Work to be completed:
Only lines containing "green" are wanted from the data below. Copy those lines.

[Given records Boundary: Start]

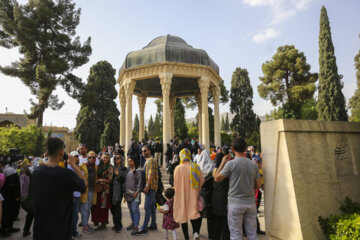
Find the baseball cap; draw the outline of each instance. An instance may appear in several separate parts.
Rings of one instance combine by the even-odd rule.
[[[72,152],[70,153],[70,156],[73,156],[73,157],[79,156],[79,153],[78,153],[77,151],[72,151]]]

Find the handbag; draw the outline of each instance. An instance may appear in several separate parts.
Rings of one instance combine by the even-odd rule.
[[[201,212],[202,210],[204,210],[204,206],[205,206],[204,198],[202,196],[199,196],[197,200],[198,211]]]

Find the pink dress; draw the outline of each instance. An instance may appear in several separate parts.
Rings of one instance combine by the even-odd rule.
[[[166,229],[166,230],[174,230],[175,228],[179,227],[179,224],[175,222],[174,217],[173,217],[174,199],[168,200],[165,204],[169,206],[169,212],[164,213],[162,227],[163,227],[163,229]]]

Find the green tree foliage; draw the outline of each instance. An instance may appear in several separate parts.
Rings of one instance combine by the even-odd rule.
[[[226,113],[226,118],[225,118],[225,130],[229,131],[230,130],[230,122],[229,122],[229,114]]]
[[[260,97],[290,111],[283,118],[300,118],[297,107],[313,98],[317,81],[317,74],[310,72],[304,53],[293,45],[280,46],[272,60],[262,65],[262,71]]]
[[[140,121],[137,114],[135,114],[133,131],[139,133]]]
[[[159,113],[156,113],[155,115],[155,121],[154,121],[154,135],[156,137],[162,137],[162,121],[161,116]]]
[[[41,156],[44,152],[43,142],[38,149],[38,139],[44,139],[40,128],[30,125],[24,128],[2,127],[0,128],[0,155],[9,154],[10,148],[20,148],[21,153],[27,156]]]
[[[319,120],[347,121],[342,75],[338,74],[329,18],[324,6],[320,14],[319,68]]]
[[[225,121],[224,121],[224,116],[221,116],[221,131],[225,131]]]
[[[188,128],[185,120],[185,108],[181,99],[177,98],[174,108],[175,135],[181,140],[185,140],[188,135]]]
[[[356,83],[357,88],[354,96],[350,98],[349,109],[351,109],[350,121],[360,122],[360,50],[354,58],[356,69]]]
[[[71,0],[0,2],[0,46],[18,48],[22,55],[0,71],[20,78],[36,96],[36,103],[30,100],[28,116],[37,118],[39,127],[46,108],[58,110],[64,105],[53,94],[57,86],[80,99],[84,85],[72,71],[89,61],[91,46],[90,38],[81,44],[76,36],[79,21],[80,9]]]
[[[341,214],[331,214],[318,221],[326,237],[330,240],[360,239],[360,204],[346,197],[340,207]]]
[[[75,138],[89,150],[114,145],[119,138],[119,110],[115,98],[115,69],[106,61],[90,68],[81,108],[76,118]]]
[[[308,99],[303,103],[285,103],[282,107],[271,111],[273,119],[307,119],[316,120],[318,113],[315,99]]]
[[[232,145],[232,134],[227,132],[221,132],[221,144],[226,146]]]
[[[230,112],[235,114],[231,129],[236,135],[248,139],[257,128],[256,115],[253,111],[253,89],[249,73],[245,68],[237,67],[232,75],[230,89]]]
[[[187,135],[189,138],[197,138],[199,137],[199,129],[193,124],[191,124],[190,126],[188,126]]]
[[[154,120],[153,120],[152,115],[150,115],[150,120],[149,120],[149,123],[148,123],[148,133],[149,133],[150,137],[152,137],[155,134]]]
[[[224,80],[220,80],[219,87],[220,87],[220,103],[227,103],[229,101],[229,90],[226,89]],[[185,104],[186,108],[194,109],[197,107],[195,97],[183,97],[182,101]],[[211,91],[209,91],[208,101],[209,103],[214,102]]]
[[[211,107],[208,107],[209,112],[209,135],[210,135],[210,142],[214,142],[214,114]]]

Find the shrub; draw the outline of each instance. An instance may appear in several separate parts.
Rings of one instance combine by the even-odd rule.
[[[330,240],[360,239],[360,204],[346,197],[341,214],[319,217],[319,224]]]

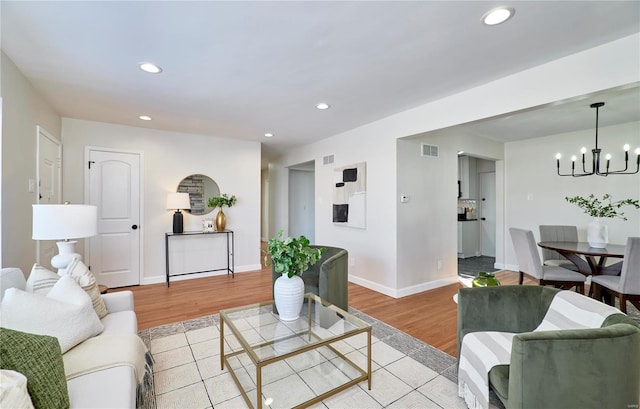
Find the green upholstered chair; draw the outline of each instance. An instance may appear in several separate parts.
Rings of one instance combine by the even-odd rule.
[[[507,408],[627,408],[640,399],[640,326],[620,313],[600,328],[532,332],[558,289],[543,286],[462,288],[458,356],[475,331],[513,337],[509,365],[489,372]]]
[[[343,309],[349,310],[349,253],[345,249],[328,246],[309,246],[311,248],[324,247],[327,249],[316,264],[302,274],[304,292],[318,295],[325,301]],[[272,299],[273,284],[281,276],[271,267]],[[274,306],[275,308],[275,306]]]

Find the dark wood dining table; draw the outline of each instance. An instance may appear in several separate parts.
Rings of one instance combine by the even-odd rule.
[[[606,274],[607,258],[623,258],[626,247],[620,244],[607,244],[605,248],[595,248],[588,243],[573,241],[541,241],[538,246],[562,254],[584,275]],[[580,256],[584,256],[587,262],[585,263]]]

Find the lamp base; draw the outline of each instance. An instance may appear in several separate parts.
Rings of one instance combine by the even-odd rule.
[[[58,241],[58,254],[51,259],[51,266],[58,269],[58,275],[67,274],[67,267],[74,258],[82,260],[82,256],[76,253],[76,240]]]
[[[180,210],[176,210],[173,214],[173,232],[174,233],[182,233],[184,231],[182,227],[182,212]]]

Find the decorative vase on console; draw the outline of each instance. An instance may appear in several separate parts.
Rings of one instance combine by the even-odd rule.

[Given records Boundary: End]

Result below:
Find the green tree foliage; draw the outline of each instance. An instance may appear in several separate parts.
Find the green upholstered chair; draw the outline of each instance. An instance may appear in several separate parts.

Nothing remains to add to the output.